### Data
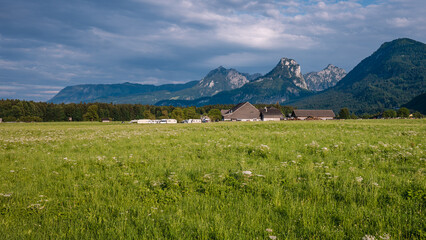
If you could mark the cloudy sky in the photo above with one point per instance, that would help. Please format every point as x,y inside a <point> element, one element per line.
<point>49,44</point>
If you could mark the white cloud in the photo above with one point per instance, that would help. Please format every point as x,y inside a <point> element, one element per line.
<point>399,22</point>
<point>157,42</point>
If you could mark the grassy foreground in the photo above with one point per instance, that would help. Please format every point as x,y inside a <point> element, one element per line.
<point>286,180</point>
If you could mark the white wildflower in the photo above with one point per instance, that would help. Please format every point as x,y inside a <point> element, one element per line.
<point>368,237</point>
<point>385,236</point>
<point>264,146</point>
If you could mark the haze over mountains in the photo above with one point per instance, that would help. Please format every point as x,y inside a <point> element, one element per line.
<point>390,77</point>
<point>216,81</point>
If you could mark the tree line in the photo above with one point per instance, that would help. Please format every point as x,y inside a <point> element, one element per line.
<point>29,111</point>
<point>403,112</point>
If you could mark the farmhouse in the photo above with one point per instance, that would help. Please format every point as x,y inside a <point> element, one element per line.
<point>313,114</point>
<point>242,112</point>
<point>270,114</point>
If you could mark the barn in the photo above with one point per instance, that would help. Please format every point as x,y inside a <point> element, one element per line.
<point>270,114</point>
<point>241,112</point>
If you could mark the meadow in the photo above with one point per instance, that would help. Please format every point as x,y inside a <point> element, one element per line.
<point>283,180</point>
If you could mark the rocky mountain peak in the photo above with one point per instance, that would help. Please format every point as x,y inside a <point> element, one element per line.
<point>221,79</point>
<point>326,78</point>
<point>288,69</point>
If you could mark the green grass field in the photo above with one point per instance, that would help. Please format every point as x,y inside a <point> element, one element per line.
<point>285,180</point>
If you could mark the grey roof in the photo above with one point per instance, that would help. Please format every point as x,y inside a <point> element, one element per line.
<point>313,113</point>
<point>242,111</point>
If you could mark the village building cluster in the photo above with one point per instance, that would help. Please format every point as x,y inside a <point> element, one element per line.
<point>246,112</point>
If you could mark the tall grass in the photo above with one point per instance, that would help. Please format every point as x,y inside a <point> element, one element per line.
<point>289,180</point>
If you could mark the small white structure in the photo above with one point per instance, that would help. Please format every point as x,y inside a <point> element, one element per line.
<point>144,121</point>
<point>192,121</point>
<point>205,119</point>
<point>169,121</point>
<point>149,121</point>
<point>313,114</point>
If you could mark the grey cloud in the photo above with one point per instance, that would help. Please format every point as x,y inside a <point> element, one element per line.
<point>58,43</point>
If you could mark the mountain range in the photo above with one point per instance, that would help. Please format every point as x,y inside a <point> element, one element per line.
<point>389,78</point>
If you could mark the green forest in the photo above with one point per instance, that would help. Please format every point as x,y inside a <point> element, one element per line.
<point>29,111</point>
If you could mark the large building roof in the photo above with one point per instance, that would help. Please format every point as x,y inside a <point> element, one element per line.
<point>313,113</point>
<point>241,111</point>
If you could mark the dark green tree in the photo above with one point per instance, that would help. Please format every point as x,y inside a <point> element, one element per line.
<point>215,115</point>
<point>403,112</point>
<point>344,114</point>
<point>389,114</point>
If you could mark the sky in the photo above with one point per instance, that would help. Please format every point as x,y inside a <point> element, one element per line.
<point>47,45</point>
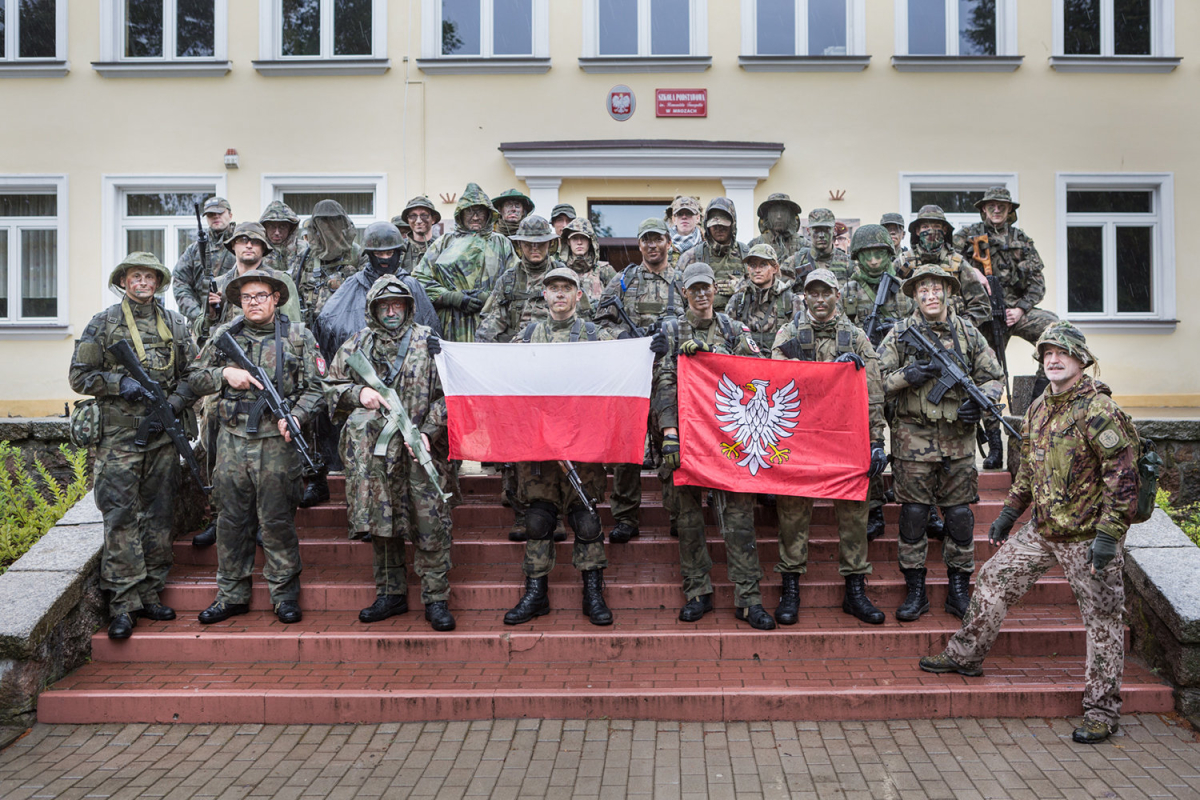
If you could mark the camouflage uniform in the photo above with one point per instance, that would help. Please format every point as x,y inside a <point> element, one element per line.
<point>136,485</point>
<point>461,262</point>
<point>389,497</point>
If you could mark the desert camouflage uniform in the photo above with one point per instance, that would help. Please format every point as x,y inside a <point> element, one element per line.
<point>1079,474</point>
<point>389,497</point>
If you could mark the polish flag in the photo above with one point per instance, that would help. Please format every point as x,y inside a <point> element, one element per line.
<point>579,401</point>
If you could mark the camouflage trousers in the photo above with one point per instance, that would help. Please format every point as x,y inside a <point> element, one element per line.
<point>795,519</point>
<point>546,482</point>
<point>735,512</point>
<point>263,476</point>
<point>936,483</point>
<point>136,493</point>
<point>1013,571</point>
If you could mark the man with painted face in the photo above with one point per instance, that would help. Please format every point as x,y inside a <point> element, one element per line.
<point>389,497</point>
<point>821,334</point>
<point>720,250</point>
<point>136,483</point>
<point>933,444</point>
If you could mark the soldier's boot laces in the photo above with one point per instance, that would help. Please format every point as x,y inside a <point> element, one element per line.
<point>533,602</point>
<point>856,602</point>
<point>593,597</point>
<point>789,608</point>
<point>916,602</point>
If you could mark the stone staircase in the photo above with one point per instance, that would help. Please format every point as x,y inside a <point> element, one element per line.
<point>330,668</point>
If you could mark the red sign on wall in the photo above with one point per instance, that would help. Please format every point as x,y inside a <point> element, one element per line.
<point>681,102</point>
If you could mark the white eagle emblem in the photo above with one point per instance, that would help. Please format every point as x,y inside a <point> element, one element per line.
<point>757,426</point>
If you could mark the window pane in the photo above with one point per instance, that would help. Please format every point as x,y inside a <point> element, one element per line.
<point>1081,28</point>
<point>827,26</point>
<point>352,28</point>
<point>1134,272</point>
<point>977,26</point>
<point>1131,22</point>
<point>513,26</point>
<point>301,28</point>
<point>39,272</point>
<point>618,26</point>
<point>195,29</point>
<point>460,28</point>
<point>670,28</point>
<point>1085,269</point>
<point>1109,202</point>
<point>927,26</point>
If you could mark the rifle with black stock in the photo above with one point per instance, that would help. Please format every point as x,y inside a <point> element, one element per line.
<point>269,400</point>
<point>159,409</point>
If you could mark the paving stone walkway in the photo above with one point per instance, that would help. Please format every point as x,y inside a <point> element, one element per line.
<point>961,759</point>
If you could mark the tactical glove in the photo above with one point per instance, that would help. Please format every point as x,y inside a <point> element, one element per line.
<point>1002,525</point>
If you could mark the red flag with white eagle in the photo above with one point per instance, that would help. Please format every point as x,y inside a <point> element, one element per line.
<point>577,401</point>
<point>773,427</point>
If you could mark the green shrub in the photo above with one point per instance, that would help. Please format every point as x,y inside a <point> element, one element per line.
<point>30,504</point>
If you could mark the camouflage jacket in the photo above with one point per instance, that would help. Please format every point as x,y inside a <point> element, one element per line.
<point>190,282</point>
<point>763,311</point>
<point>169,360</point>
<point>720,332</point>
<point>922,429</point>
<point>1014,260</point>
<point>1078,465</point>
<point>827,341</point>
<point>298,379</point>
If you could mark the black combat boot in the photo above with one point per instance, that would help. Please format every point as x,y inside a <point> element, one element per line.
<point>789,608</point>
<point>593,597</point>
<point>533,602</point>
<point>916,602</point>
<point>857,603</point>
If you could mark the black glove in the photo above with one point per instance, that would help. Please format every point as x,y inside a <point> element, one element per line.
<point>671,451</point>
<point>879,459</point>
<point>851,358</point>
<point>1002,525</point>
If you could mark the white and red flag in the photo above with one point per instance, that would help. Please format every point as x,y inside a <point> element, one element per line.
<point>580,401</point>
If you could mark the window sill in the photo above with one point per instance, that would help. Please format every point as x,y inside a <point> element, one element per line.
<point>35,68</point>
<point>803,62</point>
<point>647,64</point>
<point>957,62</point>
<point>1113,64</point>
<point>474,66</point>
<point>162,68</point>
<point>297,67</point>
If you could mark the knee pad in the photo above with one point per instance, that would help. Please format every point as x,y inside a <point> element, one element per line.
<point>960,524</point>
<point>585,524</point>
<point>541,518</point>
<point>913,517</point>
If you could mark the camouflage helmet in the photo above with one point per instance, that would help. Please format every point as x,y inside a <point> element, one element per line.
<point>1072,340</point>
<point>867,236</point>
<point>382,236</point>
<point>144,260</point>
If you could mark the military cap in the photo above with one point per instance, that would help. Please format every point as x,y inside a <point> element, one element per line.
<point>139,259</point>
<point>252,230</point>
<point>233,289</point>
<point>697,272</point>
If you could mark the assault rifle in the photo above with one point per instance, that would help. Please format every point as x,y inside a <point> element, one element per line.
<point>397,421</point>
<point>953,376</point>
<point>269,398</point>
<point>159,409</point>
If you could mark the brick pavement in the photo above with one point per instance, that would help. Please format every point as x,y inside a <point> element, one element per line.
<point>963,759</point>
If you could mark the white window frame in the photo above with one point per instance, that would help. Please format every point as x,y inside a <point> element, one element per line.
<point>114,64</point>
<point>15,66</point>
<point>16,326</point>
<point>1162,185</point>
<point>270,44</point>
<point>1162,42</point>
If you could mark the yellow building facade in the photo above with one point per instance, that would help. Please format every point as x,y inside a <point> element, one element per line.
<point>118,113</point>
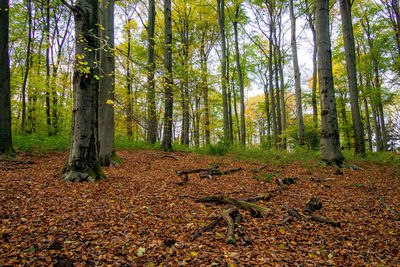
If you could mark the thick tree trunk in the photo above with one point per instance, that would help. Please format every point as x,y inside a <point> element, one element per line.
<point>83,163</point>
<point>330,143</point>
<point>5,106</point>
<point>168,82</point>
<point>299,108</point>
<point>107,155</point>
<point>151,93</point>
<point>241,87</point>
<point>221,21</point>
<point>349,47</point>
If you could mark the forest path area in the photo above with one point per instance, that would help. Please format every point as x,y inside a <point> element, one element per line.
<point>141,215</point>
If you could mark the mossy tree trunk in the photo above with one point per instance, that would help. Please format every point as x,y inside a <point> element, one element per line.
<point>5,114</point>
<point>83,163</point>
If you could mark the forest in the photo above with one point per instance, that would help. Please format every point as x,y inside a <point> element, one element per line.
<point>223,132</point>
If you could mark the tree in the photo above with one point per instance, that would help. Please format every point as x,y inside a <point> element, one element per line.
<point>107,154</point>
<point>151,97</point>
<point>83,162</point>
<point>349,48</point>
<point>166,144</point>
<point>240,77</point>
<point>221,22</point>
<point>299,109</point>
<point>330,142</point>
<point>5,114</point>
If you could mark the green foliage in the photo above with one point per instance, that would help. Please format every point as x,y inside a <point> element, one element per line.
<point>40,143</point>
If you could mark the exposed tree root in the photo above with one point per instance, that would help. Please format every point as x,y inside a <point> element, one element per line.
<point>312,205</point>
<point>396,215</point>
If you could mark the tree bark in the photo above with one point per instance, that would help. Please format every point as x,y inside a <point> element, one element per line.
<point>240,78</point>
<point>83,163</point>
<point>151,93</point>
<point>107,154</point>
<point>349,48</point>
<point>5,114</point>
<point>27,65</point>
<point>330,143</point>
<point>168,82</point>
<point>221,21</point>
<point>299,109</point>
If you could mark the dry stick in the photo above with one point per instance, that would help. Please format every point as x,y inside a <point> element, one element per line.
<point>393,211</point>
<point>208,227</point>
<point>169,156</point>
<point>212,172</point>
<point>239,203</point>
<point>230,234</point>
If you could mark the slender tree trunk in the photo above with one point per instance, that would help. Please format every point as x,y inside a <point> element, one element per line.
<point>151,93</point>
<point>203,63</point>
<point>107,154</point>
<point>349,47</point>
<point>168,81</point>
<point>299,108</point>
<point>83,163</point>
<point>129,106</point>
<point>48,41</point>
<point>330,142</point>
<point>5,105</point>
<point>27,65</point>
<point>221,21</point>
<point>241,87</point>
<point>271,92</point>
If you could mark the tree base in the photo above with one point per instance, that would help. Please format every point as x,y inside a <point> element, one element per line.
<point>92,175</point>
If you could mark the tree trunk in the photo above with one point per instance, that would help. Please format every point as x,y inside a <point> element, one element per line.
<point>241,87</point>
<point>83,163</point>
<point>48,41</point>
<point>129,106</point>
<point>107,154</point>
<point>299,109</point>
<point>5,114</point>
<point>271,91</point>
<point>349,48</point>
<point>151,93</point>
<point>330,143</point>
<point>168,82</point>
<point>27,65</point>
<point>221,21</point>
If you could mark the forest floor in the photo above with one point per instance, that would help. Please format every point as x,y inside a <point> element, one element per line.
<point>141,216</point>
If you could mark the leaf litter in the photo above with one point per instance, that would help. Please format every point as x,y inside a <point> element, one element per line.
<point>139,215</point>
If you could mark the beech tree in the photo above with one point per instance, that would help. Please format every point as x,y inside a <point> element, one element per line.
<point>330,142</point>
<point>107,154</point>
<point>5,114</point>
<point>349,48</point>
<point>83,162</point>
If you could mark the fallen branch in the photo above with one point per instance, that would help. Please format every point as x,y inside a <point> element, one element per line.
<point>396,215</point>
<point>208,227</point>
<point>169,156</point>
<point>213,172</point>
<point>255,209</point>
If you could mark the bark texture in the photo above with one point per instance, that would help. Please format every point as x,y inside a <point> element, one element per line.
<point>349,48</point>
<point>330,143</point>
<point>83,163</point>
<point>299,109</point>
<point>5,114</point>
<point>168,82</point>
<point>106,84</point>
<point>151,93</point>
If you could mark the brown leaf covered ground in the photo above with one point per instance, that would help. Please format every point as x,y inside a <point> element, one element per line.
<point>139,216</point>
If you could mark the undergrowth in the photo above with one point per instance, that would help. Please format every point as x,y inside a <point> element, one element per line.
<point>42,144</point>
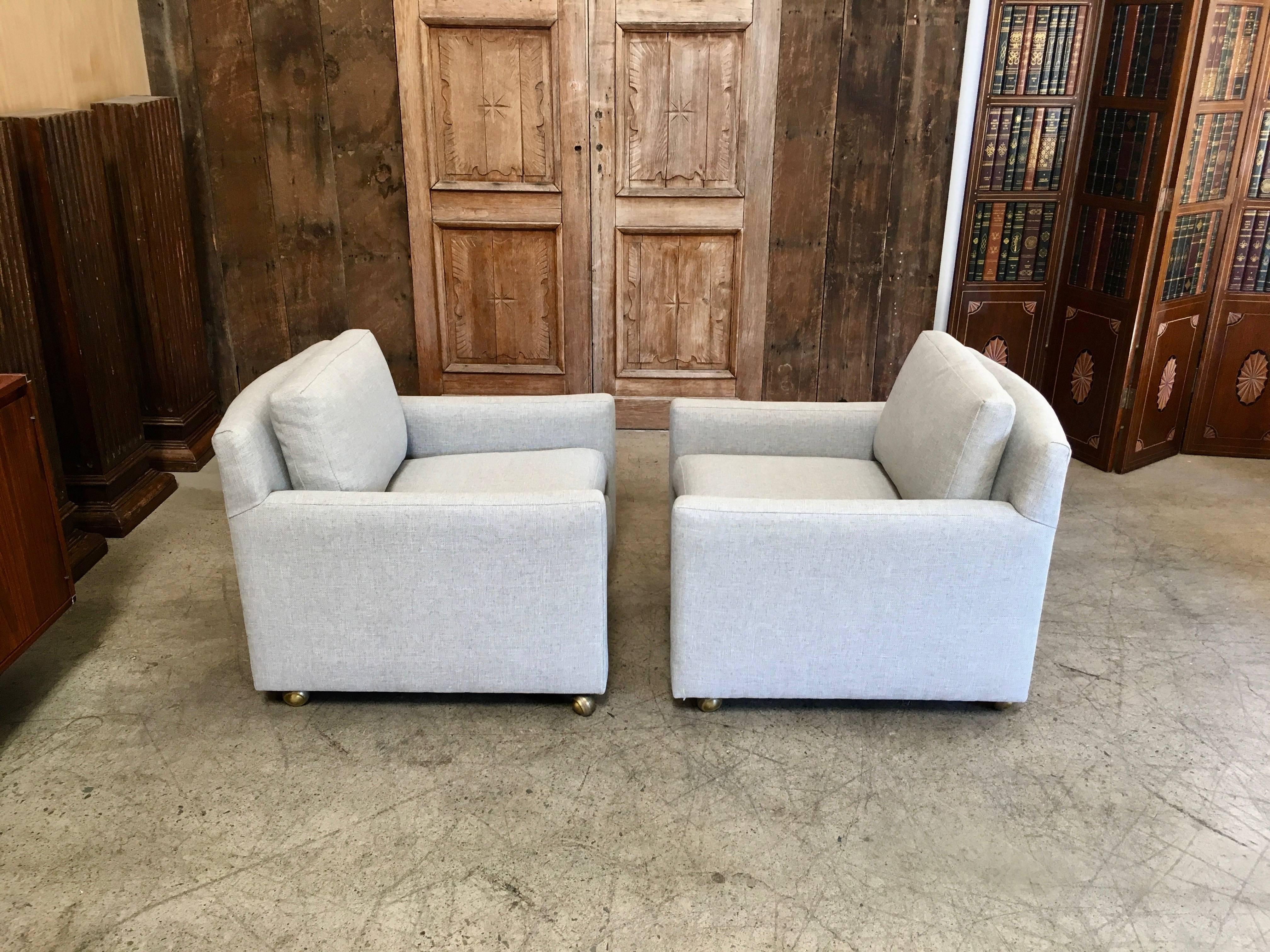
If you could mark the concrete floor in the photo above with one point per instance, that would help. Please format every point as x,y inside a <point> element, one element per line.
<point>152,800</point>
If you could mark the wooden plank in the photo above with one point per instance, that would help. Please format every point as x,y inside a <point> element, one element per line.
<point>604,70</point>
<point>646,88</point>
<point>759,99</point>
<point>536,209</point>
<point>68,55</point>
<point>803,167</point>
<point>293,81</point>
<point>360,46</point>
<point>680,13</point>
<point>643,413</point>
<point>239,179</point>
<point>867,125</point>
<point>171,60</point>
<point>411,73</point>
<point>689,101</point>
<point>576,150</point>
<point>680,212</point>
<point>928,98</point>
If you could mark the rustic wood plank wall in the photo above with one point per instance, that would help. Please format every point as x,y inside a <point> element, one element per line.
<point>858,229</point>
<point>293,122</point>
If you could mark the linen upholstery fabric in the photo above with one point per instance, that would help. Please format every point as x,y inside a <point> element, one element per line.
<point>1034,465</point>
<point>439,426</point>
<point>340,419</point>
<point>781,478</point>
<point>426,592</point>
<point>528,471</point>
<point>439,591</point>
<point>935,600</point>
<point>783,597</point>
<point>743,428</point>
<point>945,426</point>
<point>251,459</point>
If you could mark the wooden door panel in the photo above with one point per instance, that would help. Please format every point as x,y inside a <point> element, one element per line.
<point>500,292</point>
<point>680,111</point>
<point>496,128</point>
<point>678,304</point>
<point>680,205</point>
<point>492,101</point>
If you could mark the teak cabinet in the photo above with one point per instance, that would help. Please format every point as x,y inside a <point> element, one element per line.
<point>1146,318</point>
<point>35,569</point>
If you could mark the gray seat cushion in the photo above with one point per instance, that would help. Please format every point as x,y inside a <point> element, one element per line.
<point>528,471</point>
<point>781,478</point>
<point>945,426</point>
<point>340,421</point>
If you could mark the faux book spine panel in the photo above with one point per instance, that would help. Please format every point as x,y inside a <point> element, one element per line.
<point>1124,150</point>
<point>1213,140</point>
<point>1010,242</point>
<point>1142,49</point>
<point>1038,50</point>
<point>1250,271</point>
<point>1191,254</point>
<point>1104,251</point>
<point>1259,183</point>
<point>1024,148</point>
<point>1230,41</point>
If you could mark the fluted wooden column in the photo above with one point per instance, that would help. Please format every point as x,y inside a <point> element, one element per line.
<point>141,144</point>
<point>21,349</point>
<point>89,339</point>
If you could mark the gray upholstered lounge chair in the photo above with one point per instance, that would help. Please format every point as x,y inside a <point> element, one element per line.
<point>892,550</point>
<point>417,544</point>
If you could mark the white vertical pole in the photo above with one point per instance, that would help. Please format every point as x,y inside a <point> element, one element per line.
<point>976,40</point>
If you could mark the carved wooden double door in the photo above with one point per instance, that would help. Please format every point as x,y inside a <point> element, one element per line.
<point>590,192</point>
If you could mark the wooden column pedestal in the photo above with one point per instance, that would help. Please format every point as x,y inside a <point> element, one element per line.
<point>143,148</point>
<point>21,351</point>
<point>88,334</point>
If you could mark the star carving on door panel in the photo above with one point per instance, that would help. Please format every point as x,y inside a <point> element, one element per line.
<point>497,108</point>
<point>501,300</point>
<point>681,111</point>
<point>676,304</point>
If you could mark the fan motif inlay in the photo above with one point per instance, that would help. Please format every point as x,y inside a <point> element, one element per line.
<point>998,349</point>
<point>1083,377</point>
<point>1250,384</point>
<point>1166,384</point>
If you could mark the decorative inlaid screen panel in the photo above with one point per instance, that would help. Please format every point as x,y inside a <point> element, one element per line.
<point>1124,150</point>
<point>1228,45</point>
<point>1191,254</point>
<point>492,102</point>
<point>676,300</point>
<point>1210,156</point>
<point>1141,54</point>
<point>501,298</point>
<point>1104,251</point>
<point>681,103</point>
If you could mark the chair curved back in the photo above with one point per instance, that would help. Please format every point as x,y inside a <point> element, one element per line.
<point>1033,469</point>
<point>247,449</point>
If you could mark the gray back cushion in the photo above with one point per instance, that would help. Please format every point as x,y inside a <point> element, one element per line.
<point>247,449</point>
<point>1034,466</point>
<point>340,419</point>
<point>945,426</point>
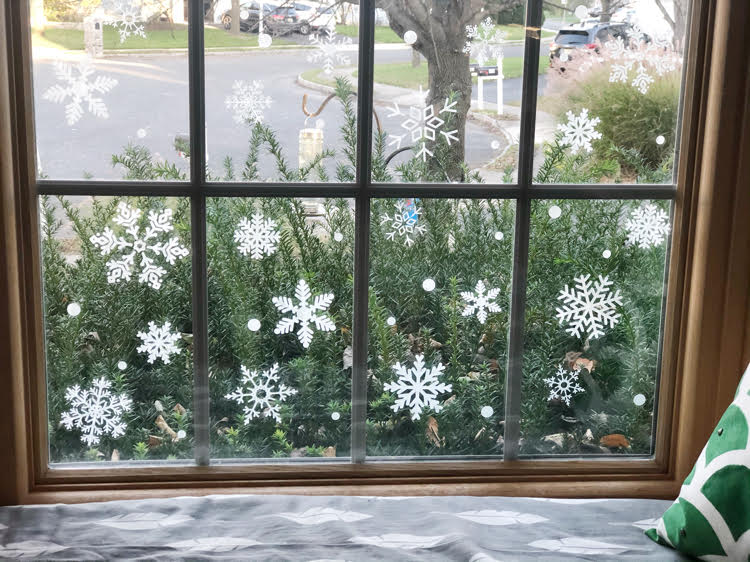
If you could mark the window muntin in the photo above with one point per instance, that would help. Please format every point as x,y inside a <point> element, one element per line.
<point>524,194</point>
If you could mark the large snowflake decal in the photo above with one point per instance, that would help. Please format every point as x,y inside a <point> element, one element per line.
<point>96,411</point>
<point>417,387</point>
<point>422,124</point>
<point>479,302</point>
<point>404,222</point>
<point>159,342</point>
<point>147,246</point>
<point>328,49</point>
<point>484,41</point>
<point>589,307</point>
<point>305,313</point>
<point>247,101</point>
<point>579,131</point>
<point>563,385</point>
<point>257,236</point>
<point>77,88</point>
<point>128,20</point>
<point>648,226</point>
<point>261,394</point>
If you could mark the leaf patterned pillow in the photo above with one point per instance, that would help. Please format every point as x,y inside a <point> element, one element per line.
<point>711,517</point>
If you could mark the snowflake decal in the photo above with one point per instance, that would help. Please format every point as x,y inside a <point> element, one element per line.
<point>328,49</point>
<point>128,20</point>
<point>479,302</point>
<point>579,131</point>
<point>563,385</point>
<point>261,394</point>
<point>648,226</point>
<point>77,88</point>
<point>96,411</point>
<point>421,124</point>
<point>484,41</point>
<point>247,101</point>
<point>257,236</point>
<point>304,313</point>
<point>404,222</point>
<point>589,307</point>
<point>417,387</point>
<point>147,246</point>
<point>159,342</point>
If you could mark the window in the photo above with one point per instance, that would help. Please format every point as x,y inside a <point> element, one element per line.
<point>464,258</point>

### Directions
Could you copy out verbatim the lines above, starting at the one containing "If you could mark the dark" and ending at the one containing "<point>389,114</point>"?

### Exercise response
If you could mark the dark green tree in the photo above with one point per instance, that would help. Please format every point as x,y inside a <point> element, one element per line.
<point>215,115</point>
<point>403,112</point>
<point>344,114</point>
<point>389,114</point>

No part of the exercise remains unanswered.